## Aim:
Count the lines below that contain the string "sidewalk", treating uppercase and lowercase letters as different, and give only the number.

## start

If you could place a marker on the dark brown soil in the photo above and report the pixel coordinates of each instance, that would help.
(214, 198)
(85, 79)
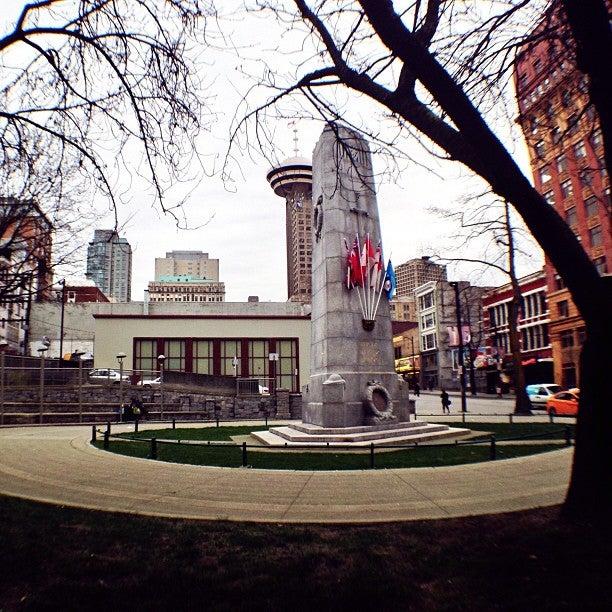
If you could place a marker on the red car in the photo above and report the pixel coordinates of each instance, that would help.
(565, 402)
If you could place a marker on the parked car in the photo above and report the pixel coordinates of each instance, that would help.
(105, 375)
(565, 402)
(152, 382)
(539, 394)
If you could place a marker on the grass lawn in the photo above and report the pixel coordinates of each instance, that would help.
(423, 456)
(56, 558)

## end
## start

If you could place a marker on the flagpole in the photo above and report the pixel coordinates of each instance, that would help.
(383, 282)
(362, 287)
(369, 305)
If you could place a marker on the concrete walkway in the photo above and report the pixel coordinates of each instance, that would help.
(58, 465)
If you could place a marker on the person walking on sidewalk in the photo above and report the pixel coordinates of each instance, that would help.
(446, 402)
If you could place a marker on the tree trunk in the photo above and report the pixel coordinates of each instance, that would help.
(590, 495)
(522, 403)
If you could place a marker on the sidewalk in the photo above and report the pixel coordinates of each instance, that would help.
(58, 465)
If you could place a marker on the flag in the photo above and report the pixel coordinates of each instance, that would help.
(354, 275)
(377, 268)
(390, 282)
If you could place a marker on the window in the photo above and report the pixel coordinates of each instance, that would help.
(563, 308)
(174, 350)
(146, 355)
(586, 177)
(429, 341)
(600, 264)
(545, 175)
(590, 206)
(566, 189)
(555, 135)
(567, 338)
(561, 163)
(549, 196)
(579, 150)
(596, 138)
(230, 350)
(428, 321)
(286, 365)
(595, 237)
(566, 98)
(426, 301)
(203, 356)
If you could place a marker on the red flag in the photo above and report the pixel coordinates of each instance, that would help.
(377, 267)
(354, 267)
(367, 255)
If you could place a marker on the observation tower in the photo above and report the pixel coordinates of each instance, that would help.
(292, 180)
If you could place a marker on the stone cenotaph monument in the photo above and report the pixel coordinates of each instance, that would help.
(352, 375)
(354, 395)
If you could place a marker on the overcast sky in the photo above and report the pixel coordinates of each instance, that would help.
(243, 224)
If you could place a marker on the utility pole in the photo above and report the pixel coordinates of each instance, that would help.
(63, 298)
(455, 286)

## end

## Final result:
2